▶ Actions to take
a) In the Jukito module discussion, what does Tim Peierls suggest JukitoModule could implement to make the syntax more compact?
b) Please write the next reply in the Jukito module discussion, following on from its last message.

▶ Text block
■ ■ ■ ■ ■

Philippe's suggestion is straightforward to write and (more importantly) to read.

--tim

[Philippe Beaudoin]

Yeah, maybe you're right. The simplest would probably be to finally support a way to define an external module and refer to it using an annotation...

[Tim Peierls]

You mean something like:

@RunWith(JukitoRunner.class)

@JukitoMainModule(MyJukitoModule.class)

public class MySomethingTest {

    // ...

}

and, for backward compatibility, treating the following as equivalent to the above (modulo the use of a nested class):

@RunWith(JukitoRunner.class)

public class MySomethingTest {

    public static class MyJukitoModule extends JukitoModule {

        // ...

    }

    // ...

}

?

That seems reasonable. You could make it more compact by having JukitoModule implement Runner (delegating Runner methods to an internal JukitoRunner):

@RunWith(MyJukitoModule.class)

public class MySomethingTest {

    // ...

}

--tim

[Philippe Beaudoin]

Yes, I definitely want to keep the embedded module class approach, which can sometimes be more compact. I like the syntax of the @RunWith. It's worth seeing how hard it would be to implement... The drawback I can see is that the @JukitoMainModule() approach could let you specify multiple modules in a list {...}.

■ ■ ■ ■ ■

▶ Given material
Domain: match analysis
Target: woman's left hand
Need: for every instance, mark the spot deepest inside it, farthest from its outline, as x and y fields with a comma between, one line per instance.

■ ■ ■ ■ ■

▶ Results of the exercise
a) Runner, delegating Runner methods to an internal JukitoRunner.

b)
   Philippe

[Tim Peierls]

On Thu, Sep 15, 2011 at 11:09 AM, Philippe Beaudoin <philippe...@gmail.com> wrote:

Yes, I definitely want to keep the embedded module class approach, which can sometimes be more compact. I like the syntax of the @RunWith. It's worth seeing how hard it would be to implement... The drawback I can see is that the @JukitoMainModule() approach could let you specify multiple modules in a list {...}.

You could provide both options. 

// For a single test module:

@RunWith(MyModule.class)

public class MyTest {

    ....

}

// For a small number of test modules

@RunWith(JukitoRunner.class)

@JukitoModules({MyModule1.class, MyModule2.class})

public class MyTest {

    ....

}

With really long lists of modules, it would probably be simpler and clearer to install them in an embedded module. 

@RunWith(JukitoRunner.class)

public class MyTest {

    public static class Module extends JukitoModule {

        protected void configureTest() {

            install(MyModule1.class);

            install(MyModule2.class);

            install(MyModule3.class);

            install(MyModule4.class);

            ...

        }

    }

    ....

}

The general rule would be to install any Jukito modules (or just TestModules?) from the @RunWith and @JukitoModules annotations, plus any nested JukitoModules.

--tim

[Philippe Beaudoin]

Yes, sounds good: compact, flexible...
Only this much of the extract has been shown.